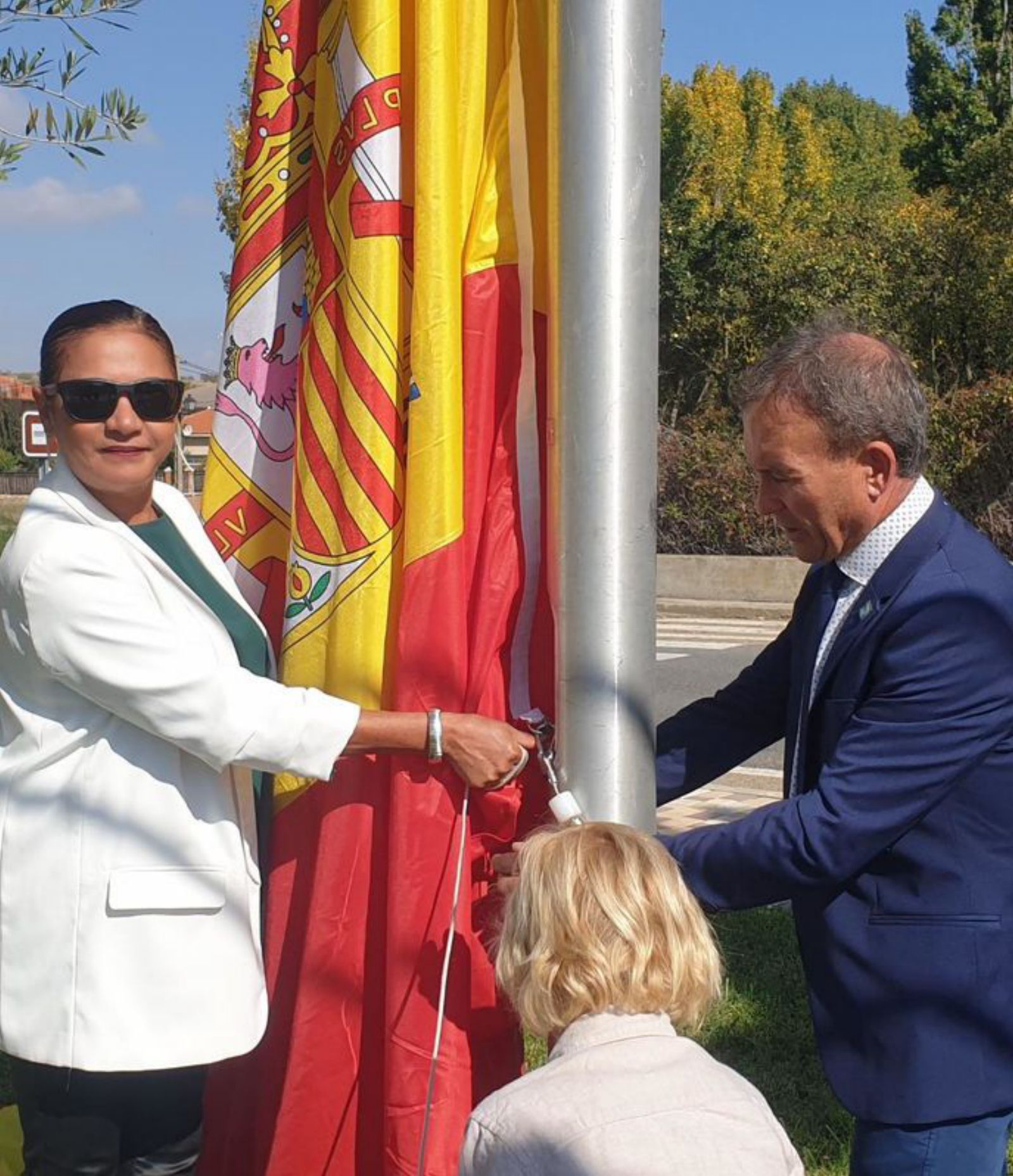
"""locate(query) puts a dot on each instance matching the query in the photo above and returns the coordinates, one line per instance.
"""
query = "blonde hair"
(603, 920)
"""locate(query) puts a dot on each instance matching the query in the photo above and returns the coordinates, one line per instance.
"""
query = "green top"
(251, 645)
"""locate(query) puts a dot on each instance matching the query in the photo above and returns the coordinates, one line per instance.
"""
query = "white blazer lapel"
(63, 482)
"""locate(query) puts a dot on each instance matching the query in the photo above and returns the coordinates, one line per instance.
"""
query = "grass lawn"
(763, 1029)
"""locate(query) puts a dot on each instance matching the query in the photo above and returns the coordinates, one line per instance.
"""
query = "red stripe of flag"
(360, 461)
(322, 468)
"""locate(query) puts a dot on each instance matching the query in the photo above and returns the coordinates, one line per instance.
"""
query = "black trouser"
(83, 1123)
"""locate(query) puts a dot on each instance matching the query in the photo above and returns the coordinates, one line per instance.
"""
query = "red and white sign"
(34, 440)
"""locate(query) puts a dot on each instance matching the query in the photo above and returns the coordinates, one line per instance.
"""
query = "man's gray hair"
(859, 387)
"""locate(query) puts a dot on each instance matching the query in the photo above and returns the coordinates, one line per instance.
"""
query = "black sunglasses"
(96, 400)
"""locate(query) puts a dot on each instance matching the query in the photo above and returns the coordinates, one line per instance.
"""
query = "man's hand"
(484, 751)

* [WHAT THE EXERCISE ASKS]
Would you please retype the material above exactly and leave out each picture?

* [WRITTEN RESPONSE]
"""locate(query) puts a dot on each instance matching the query in the photo above and returns the coordinates, one line per instance.
"""
query = "blonde hair"
(603, 920)
"""locate(query) puts a dot on each instance matching the query in the photo above and returns the coordinates, one line per instance.
"""
query = "green top"
(251, 645)
"""locate(query) puts a dot on each instance matching the query in the photo above and returns the coordinates, one line per instance.
"""
query = "white blazer lapel"
(63, 482)
"""locate(query) puts a dot on each instance matching the query in the photo above and returns the coordinates, one line per instance.
"""
query = "grass lawn"
(763, 1029)
"""locate(query) puts a dot on each instance matching the query in the photo above and returns the coordinates, one line per instance.
"""
query = "red stripe of flag"
(360, 461)
(322, 468)
"""locate(query) puts a dot on each instance matching the query in the photo above and returns the coordinates, one line per instance.
"""
query = "black trouser"
(83, 1123)
"""locate(query) puts a dot on each instance matching the query in the photo above and returns the coordinates, one line per instance.
"""
query = "red and white sign"
(34, 440)
"""locate(query) puts a dot on each instance matching the query in the photo above and returns the coordinates, one line per instance.
"""
query = "man's gray hair"
(859, 387)
"""locate(query) puts a dot on each instance matching the query in the photo above and returns the coordinates, one line per instance.
"""
query = "black sunglasses"
(96, 400)
"""locate(query) puts a dot on each instance matching the query in the photo above and returns the coordinates, one line per instance.
"""
query = "man's hand"
(484, 751)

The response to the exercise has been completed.